Source records:
·····

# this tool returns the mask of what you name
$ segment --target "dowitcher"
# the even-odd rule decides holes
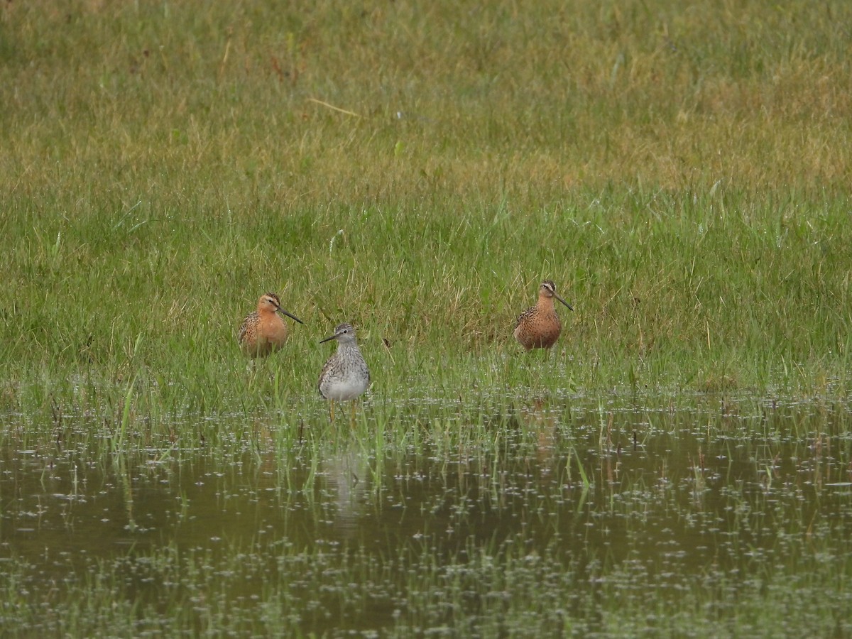
[[[239,327],[237,341],[243,353],[249,357],[266,357],[284,345],[287,339],[287,325],[278,314],[304,324],[296,315],[281,308],[281,301],[274,293],[262,295],[257,300],[257,310],[250,313]]]
[[[331,355],[320,373],[320,394],[331,400],[334,418],[334,402],[354,400],[370,386],[370,369],[364,361],[355,341],[355,329],[351,324],[341,324],[334,335],[321,340],[337,341],[337,352]]]
[[[545,279],[538,287],[538,302],[521,314],[515,325],[515,338],[527,350],[550,348],[559,338],[562,324],[554,308],[554,298],[573,310],[571,304],[556,295],[556,285]]]

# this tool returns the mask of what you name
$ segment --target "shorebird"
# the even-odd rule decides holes
[[[249,357],[266,357],[284,345],[287,339],[287,325],[279,317],[280,313],[304,324],[299,318],[281,308],[274,293],[262,295],[257,300],[257,310],[250,313],[239,327],[237,342]]]
[[[332,339],[337,341],[337,352],[322,367],[318,387],[320,394],[331,401],[333,419],[335,400],[354,400],[370,386],[370,369],[358,348],[355,329],[351,324],[341,324],[334,330],[334,335],[320,340],[320,343]]]
[[[571,304],[556,295],[556,285],[545,279],[538,287],[538,301],[521,314],[515,325],[515,339],[527,350],[550,348],[559,338],[562,324],[559,321],[553,300],[556,298],[570,310]]]

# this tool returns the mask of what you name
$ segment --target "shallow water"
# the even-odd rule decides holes
[[[139,631],[176,623],[177,608],[192,631],[489,634],[492,600],[532,589],[571,604],[537,631],[619,634],[596,596],[676,611],[701,582],[716,594],[699,603],[723,616],[782,577],[802,573],[792,594],[804,593],[815,587],[805,573],[824,565],[839,585],[815,593],[827,602],[815,623],[852,630],[848,407],[748,406],[579,406],[565,421],[532,406],[487,441],[435,435],[408,449],[270,440],[229,455],[93,458],[9,445],[0,576],[43,612],[5,623],[66,630],[44,611],[106,579],[107,600],[135,605]],[[508,578],[480,590],[523,581],[527,564],[532,584],[520,592]],[[75,627],[108,630],[99,623]],[[526,634],[522,613],[515,623],[492,630]]]

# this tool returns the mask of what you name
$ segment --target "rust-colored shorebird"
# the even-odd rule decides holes
[[[337,351],[331,355],[320,373],[320,394],[331,401],[331,417],[334,418],[334,402],[354,400],[370,386],[370,369],[355,341],[355,329],[351,324],[341,324],[334,335],[320,342],[337,340]],[[354,406],[353,406],[353,411]],[[353,417],[354,413],[353,412]]]
[[[553,305],[554,298],[565,304],[570,310],[573,308],[556,295],[556,285],[545,279],[538,287],[538,301],[521,314],[515,325],[515,339],[527,350],[532,348],[550,348],[562,332],[562,324]]]
[[[287,325],[279,313],[304,324],[296,315],[281,308],[281,301],[274,293],[262,295],[257,300],[257,310],[250,313],[239,327],[237,341],[243,353],[249,357],[266,357],[284,345],[287,339]]]

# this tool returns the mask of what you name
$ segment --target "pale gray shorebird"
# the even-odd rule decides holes
[[[341,324],[334,335],[320,343],[332,339],[337,342],[337,352],[322,367],[318,386],[320,394],[331,402],[331,417],[334,419],[334,402],[354,400],[366,391],[370,386],[370,369],[358,348],[355,329],[351,324]]]
[[[556,295],[556,285],[545,279],[538,286],[538,301],[521,314],[515,325],[515,339],[527,350],[532,348],[550,348],[559,339],[562,332],[562,324],[559,321],[554,298],[565,304],[569,310],[573,308]]]
[[[266,357],[280,348],[287,339],[287,325],[278,314],[286,315],[299,324],[304,324],[296,315],[281,308],[275,293],[266,293],[257,300],[257,309],[243,320],[237,342],[249,357]]]

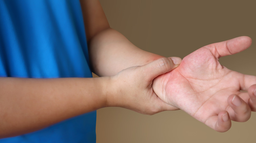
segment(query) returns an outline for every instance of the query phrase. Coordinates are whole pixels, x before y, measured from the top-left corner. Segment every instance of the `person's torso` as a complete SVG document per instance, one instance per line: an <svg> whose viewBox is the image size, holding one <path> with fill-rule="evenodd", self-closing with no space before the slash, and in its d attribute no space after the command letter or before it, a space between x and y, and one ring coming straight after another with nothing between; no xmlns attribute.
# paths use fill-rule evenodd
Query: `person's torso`
<svg viewBox="0 0 256 143"><path fill-rule="evenodd" d="M0 77L91 77L79 1L0 1ZM95 142L96 111L7 142Z"/></svg>

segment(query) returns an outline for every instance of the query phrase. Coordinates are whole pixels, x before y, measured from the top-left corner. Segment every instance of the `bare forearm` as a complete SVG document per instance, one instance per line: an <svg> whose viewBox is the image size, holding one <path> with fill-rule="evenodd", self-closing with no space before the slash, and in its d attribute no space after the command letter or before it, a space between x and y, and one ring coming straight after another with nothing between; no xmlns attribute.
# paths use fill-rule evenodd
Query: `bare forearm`
<svg viewBox="0 0 256 143"><path fill-rule="evenodd" d="M104 107L108 78L0 78L0 138Z"/></svg>
<svg viewBox="0 0 256 143"><path fill-rule="evenodd" d="M110 28L94 37L89 47L94 72L100 76L115 75L127 68L144 65L162 57L138 48L121 34Z"/></svg>

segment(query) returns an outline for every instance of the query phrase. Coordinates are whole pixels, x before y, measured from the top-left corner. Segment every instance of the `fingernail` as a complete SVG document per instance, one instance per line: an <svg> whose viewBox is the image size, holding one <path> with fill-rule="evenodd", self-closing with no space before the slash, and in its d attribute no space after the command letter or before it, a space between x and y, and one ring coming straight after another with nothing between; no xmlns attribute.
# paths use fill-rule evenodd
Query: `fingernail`
<svg viewBox="0 0 256 143"><path fill-rule="evenodd" d="M235 106L238 106L241 105L241 104L242 104L242 102L238 97L235 95L233 97L233 99L232 99L232 103Z"/></svg>
<svg viewBox="0 0 256 143"><path fill-rule="evenodd" d="M227 113L226 113L222 115L222 119L224 122L226 122L228 120L228 116L227 115Z"/></svg>
<svg viewBox="0 0 256 143"><path fill-rule="evenodd" d="M172 60L173 63L175 65L179 65L181 62L181 59L179 57L172 57L171 59Z"/></svg>

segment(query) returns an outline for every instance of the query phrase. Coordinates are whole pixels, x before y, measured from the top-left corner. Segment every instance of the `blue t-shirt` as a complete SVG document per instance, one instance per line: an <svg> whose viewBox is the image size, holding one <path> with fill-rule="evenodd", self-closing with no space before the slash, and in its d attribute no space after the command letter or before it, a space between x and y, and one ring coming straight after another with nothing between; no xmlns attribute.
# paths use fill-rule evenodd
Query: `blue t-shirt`
<svg viewBox="0 0 256 143"><path fill-rule="evenodd" d="M0 0L0 77L91 77L79 0ZM96 116L0 143L95 143Z"/></svg>

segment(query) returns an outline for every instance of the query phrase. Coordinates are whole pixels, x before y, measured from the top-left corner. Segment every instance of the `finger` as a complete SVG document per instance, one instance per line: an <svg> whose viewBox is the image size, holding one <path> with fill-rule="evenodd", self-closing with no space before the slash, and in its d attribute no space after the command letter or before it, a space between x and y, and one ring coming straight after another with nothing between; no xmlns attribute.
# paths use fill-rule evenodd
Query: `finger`
<svg viewBox="0 0 256 143"><path fill-rule="evenodd" d="M233 55L244 50L251 44L252 40L247 36L242 36L206 46L216 58Z"/></svg>
<svg viewBox="0 0 256 143"><path fill-rule="evenodd" d="M216 131L224 132L231 127L231 120L228 113L226 111L221 112L219 115L208 119L205 124Z"/></svg>
<svg viewBox="0 0 256 143"><path fill-rule="evenodd" d="M241 75L240 77L241 77L239 79L241 90L248 91L249 87L251 86L256 84L256 76L239 73Z"/></svg>
<svg viewBox="0 0 256 143"><path fill-rule="evenodd" d="M253 111L256 111L256 85L251 86L248 89L248 94L250 97L249 100L249 105L251 110Z"/></svg>
<svg viewBox="0 0 256 143"><path fill-rule="evenodd" d="M168 72L179 66L181 59L178 57L161 58L141 67L148 81L152 81L161 74Z"/></svg>
<svg viewBox="0 0 256 143"><path fill-rule="evenodd" d="M251 109L249 105L238 96L235 94L230 96L227 99L227 102L232 108L229 108L227 111L232 120L243 122L250 119Z"/></svg>

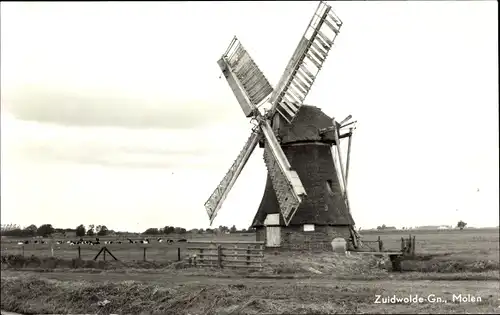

·····

EXERCISE DIRECTIONS:
Pick out each line in the entries above that contains the string "shirt", matching case exactly, and copy those lines.

FULL SOLUTION:
segment(query) returns an outline for every instance of the query phrase. Coordinates are whole pixels, x before y, measured from the top-left corner. Segment every instance of the `blue t-shirt` as a complete SVG document per instance, one instance per line: an <svg> whose viewBox is the image size, holding one <path> with fill-rule="evenodd", self-closing with no space before the slash, and in its d attribute no space after the command letter or before it, a space between x and y, and one ring coming straight after another with nothing between; no xmlns attribute.
Query: `blue t-shirt`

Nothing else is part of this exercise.